WHAT IS NEEDED
Copy all of the records below verbatim, leaving the pictures out of your answer.

========================

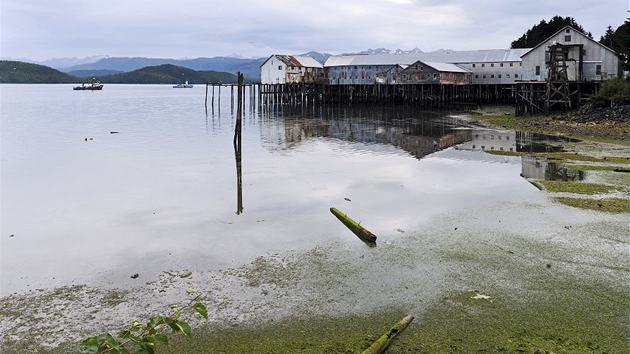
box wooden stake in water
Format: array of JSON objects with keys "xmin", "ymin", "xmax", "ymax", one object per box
[
  {"xmin": 330, "ymin": 208, "xmax": 376, "ymax": 244},
  {"xmin": 361, "ymin": 315, "xmax": 413, "ymax": 354}
]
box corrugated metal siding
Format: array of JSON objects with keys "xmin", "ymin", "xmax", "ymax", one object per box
[{"xmin": 522, "ymin": 26, "xmax": 620, "ymax": 81}]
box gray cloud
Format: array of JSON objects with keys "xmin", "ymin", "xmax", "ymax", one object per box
[{"xmin": 0, "ymin": 0, "xmax": 628, "ymax": 60}]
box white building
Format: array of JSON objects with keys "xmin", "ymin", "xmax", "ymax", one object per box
[
  {"xmin": 521, "ymin": 26, "xmax": 622, "ymax": 81},
  {"xmin": 260, "ymin": 54, "xmax": 324, "ymax": 84},
  {"xmin": 324, "ymin": 48, "xmax": 530, "ymax": 85}
]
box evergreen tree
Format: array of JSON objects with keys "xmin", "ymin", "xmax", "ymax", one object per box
[
  {"xmin": 511, "ymin": 15, "xmax": 593, "ymax": 48},
  {"xmin": 599, "ymin": 15, "xmax": 630, "ymax": 71}
]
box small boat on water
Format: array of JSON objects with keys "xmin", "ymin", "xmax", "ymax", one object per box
[
  {"xmin": 72, "ymin": 79, "xmax": 103, "ymax": 91},
  {"xmin": 173, "ymin": 81, "xmax": 194, "ymax": 88}
]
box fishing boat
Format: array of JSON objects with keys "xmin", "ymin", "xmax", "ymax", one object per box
[
  {"xmin": 72, "ymin": 79, "xmax": 103, "ymax": 91},
  {"xmin": 173, "ymin": 81, "xmax": 194, "ymax": 88}
]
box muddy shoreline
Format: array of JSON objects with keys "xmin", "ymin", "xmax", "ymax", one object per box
[{"xmin": 0, "ymin": 109, "xmax": 630, "ymax": 354}]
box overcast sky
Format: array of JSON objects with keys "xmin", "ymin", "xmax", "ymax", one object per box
[{"xmin": 0, "ymin": 0, "xmax": 630, "ymax": 60}]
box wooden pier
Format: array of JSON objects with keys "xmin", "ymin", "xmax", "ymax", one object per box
[{"xmin": 206, "ymin": 81, "xmax": 599, "ymax": 116}]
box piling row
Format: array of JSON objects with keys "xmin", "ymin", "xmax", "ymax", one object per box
[{"xmin": 206, "ymin": 82, "xmax": 597, "ymax": 112}]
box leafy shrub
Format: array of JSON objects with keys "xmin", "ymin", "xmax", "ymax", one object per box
[{"xmin": 80, "ymin": 292, "xmax": 208, "ymax": 354}]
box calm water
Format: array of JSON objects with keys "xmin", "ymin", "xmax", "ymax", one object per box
[{"xmin": 0, "ymin": 85, "xmax": 537, "ymax": 295}]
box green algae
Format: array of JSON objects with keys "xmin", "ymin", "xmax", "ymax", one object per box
[
  {"xmin": 536, "ymin": 180, "xmax": 621, "ymax": 195},
  {"xmin": 554, "ymin": 197, "xmax": 630, "ymax": 213}
]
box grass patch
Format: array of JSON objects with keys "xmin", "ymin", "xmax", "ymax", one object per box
[
  {"xmin": 152, "ymin": 289, "xmax": 628, "ymax": 354},
  {"xmin": 484, "ymin": 150, "xmax": 528, "ymax": 156},
  {"xmin": 536, "ymin": 180, "xmax": 621, "ymax": 195},
  {"xmin": 565, "ymin": 164, "xmax": 630, "ymax": 172},
  {"xmin": 471, "ymin": 114, "xmax": 630, "ymax": 146},
  {"xmin": 554, "ymin": 197, "xmax": 630, "ymax": 213},
  {"xmin": 541, "ymin": 152, "xmax": 630, "ymax": 164}
]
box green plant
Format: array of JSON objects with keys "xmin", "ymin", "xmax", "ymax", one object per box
[
  {"xmin": 80, "ymin": 291, "xmax": 208, "ymax": 354},
  {"xmin": 589, "ymin": 77, "xmax": 630, "ymax": 107}
]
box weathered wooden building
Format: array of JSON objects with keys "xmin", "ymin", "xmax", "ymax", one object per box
[
  {"xmin": 260, "ymin": 54, "xmax": 324, "ymax": 85},
  {"xmin": 521, "ymin": 26, "xmax": 622, "ymax": 82},
  {"xmin": 516, "ymin": 26, "xmax": 623, "ymax": 115},
  {"xmin": 324, "ymin": 48, "xmax": 530, "ymax": 85},
  {"xmin": 397, "ymin": 60, "xmax": 472, "ymax": 85}
]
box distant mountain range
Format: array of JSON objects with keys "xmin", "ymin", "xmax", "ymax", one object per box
[{"xmin": 1, "ymin": 48, "xmax": 444, "ymax": 81}]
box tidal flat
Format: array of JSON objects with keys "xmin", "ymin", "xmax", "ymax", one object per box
[
  {"xmin": 0, "ymin": 101, "xmax": 630, "ymax": 354},
  {"xmin": 0, "ymin": 197, "xmax": 630, "ymax": 353}
]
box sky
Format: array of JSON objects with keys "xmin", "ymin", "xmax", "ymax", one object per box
[{"xmin": 0, "ymin": 0, "xmax": 630, "ymax": 61}]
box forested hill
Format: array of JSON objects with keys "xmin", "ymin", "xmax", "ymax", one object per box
[
  {"xmin": 0, "ymin": 61, "xmax": 247, "ymax": 84},
  {"xmin": 100, "ymin": 64, "xmax": 243, "ymax": 84},
  {"xmin": 0, "ymin": 60, "xmax": 76, "ymax": 84}
]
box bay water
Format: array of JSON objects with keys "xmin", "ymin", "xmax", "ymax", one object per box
[{"xmin": 0, "ymin": 84, "xmax": 537, "ymax": 296}]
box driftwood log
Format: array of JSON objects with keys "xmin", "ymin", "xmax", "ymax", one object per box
[
  {"xmin": 361, "ymin": 315, "xmax": 413, "ymax": 354},
  {"xmin": 330, "ymin": 207, "xmax": 376, "ymax": 245}
]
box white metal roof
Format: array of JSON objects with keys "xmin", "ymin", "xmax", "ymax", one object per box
[
  {"xmin": 293, "ymin": 55, "xmax": 324, "ymax": 68},
  {"xmin": 422, "ymin": 61, "xmax": 471, "ymax": 73},
  {"xmin": 324, "ymin": 48, "xmax": 531, "ymax": 67}
]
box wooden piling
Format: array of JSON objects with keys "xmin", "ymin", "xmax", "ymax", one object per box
[{"xmin": 361, "ymin": 315, "xmax": 413, "ymax": 354}]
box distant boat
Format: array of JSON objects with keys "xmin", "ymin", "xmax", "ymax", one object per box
[
  {"xmin": 72, "ymin": 79, "xmax": 103, "ymax": 91},
  {"xmin": 173, "ymin": 81, "xmax": 194, "ymax": 88}
]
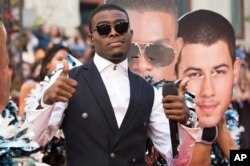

========================

WORKED ANSWER
box wooden stake in water
Format: array of JSON objects with keys "xmin", "ymin", "xmax", "ymax", one object per box
[
  {"xmin": 330, "ymin": 208, "xmax": 376, "ymax": 244},
  {"xmin": 361, "ymin": 315, "xmax": 413, "ymax": 354}
]
box corrugated metal siding
Format: array of JSON objects with keys "xmin", "ymin", "xmax", "ymax", one object per box
[{"xmin": 522, "ymin": 26, "xmax": 620, "ymax": 81}]
box gray cloud
Format: array of JSON objects with keys "xmin", "ymin", "xmax", "ymax", one object per box
[{"xmin": 0, "ymin": 0, "xmax": 628, "ymax": 60}]
box white building
Format: array of JSON objects with keys "xmin", "ymin", "xmax", "ymax", one object per box
[
  {"xmin": 521, "ymin": 26, "xmax": 622, "ymax": 81},
  {"xmin": 260, "ymin": 54, "xmax": 324, "ymax": 84},
  {"xmin": 324, "ymin": 48, "xmax": 530, "ymax": 85}
]
box evergreen tree
Format: array of JSON objects with keys "xmin", "ymin", "xmax", "ymax", one object per box
[
  {"xmin": 511, "ymin": 15, "xmax": 593, "ymax": 48},
  {"xmin": 599, "ymin": 15, "xmax": 630, "ymax": 71}
]
box small boat on water
Format: array of JSON objects with keys "xmin", "ymin", "xmax", "ymax", one object per box
[
  {"xmin": 72, "ymin": 79, "xmax": 103, "ymax": 91},
  {"xmin": 173, "ymin": 81, "xmax": 194, "ymax": 88}
]
box fishing boat
Format: array of JSON objects with keys "xmin", "ymin", "xmax", "ymax", one object per box
[
  {"xmin": 72, "ymin": 79, "xmax": 103, "ymax": 91},
  {"xmin": 173, "ymin": 81, "xmax": 194, "ymax": 88}
]
box muddy shoreline
Format: array of JSON objects with keys "xmin", "ymin", "xmax", "ymax", one object per box
[{"xmin": 0, "ymin": 109, "xmax": 630, "ymax": 354}]
box overcast sky
Format: array of JSON objects with keys "xmin", "ymin", "xmax", "ymax", one object per box
[{"xmin": 0, "ymin": 0, "xmax": 630, "ymax": 60}]
box wooden pier
Format: array of JSON objects with keys "xmin", "ymin", "xmax", "ymax", one object per box
[{"xmin": 206, "ymin": 81, "xmax": 599, "ymax": 116}]
box piling row
Format: array of JSON objects with keys "xmin", "ymin", "xmax", "ymax", one object per box
[{"xmin": 206, "ymin": 82, "xmax": 597, "ymax": 112}]
box leafy shrub
Format: array of JSON objects with keys "xmin", "ymin", "xmax", "ymax", one object per box
[{"xmin": 80, "ymin": 292, "xmax": 208, "ymax": 354}]
box calm water
Format: array of JSON objects with keys "xmin", "ymin", "xmax", "ymax", one object per box
[{"xmin": 0, "ymin": 85, "xmax": 537, "ymax": 295}]
box green algae
Format: array of JSON objects with keys "xmin", "ymin", "xmax", "ymax", one object per box
[
  {"xmin": 536, "ymin": 180, "xmax": 621, "ymax": 195},
  {"xmin": 554, "ymin": 197, "xmax": 630, "ymax": 213}
]
box grass patch
Format: array of JSON objects with keys "xmin", "ymin", "xmax", "ymax", one object per box
[
  {"xmin": 152, "ymin": 289, "xmax": 628, "ymax": 354},
  {"xmin": 484, "ymin": 150, "xmax": 528, "ymax": 156},
  {"xmin": 536, "ymin": 180, "xmax": 621, "ymax": 195},
  {"xmin": 565, "ymin": 164, "xmax": 630, "ymax": 172},
  {"xmin": 471, "ymin": 114, "xmax": 630, "ymax": 146},
  {"xmin": 554, "ymin": 197, "xmax": 630, "ymax": 213},
  {"xmin": 541, "ymin": 152, "xmax": 630, "ymax": 164}
]
box green plant
Format: array of JSON objects with keys "xmin", "ymin", "xmax", "ymax", one object per box
[
  {"xmin": 80, "ymin": 291, "xmax": 208, "ymax": 354},
  {"xmin": 589, "ymin": 77, "xmax": 630, "ymax": 107}
]
box weathered wooden building
Format: array of JSON objects with keys "xmin", "ymin", "xmax", "ymax", one object per box
[
  {"xmin": 260, "ymin": 54, "xmax": 324, "ymax": 85},
  {"xmin": 521, "ymin": 26, "xmax": 622, "ymax": 82},
  {"xmin": 516, "ymin": 26, "xmax": 623, "ymax": 115},
  {"xmin": 324, "ymin": 48, "xmax": 530, "ymax": 85},
  {"xmin": 397, "ymin": 60, "xmax": 472, "ymax": 85}
]
box distant mountain range
Format: array of JSON objects with keys "xmin", "ymin", "xmax", "ymax", one object per box
[{"xmin": 1, "ymin": 48, "xmax": 444, "ymax": 81}]
box tidal flat
Format: array of JSON objects with keys "xmin", "ymin", "xmax", "ymax", one object per box
[
  {"xmin": 0, "ymin": 101, "xmax": 630, "ymax": 354},
  {"xmin": 0, "ymin": 197, "xmax": 630, "ymax": 353}
]
box sky
Format: array of JSON objects with keys "xmin", "ymin", "xmax", "ymax", one object per box
[{"xmin": 0, "ymin": 0, "xmax": 630, "ymax": 61}]
box forested hill
Format: array of JSON objects with keys "xmin", "ymin", "xmax", "ymax", one object per box
[
  {"xmin": 0, "ymin": 61, "xmax": 247, "ymax": 84},
  {"xmin": 100, "ymin": 64, "xmax": 243, "ymax": 84},
  {"xmin": 0, "ymin": 60, "xmax": 76, "ymax": 84}
]
box bay water
Format: array of JSON objects with keys "xmin", "ymin", "xmax", "ymax", one object per box
[{"xmin": 0, "ymin": 84, "xmax": 537, "ymax": 296}]
box driftwood log
Format: array of JSON objects with keys "xmin", "ymin", "xmax", "ymax", one object per box
[
  {"xmin": 361, "ymin": 315, "xmax": 413, "ymax": 354},
  {"xmin": 330, "ymin": 207, "xmax": 376, "ymax": 245}
]
box white metal roof
Format: array of JSON objects with keys "xmin", "ymin", "xmax", "ymax", one object per box
[
  {"xmin": 293, "ymin": 55, "xmax": 324, "ymax": 68},
  {"xmin": 422, "ymin": 61, "xmax": 471, "ymax": 73},
  {"xmin": 324, "ymin": 48, "xmax": 531, "ymax": 67}
]
box wooden piling
Format: array of JSON objects with keys "xmin", "ymin", "xmax", "ymax", one object per box
[{"xmin": 361, "ymin": 315, "xmax": 413, "ymax": 354}]
box distant boat
Format: array of JSON objects with keys "xmin", "ymin", "xmax", "ymax", one object per box
[
  {"xmin": 72, "ymin": 79, "xmax": 103, "ymax": 91},
  {"xmin": 173, "ymin": 81, "xmax": 194, "ymax": 88}
]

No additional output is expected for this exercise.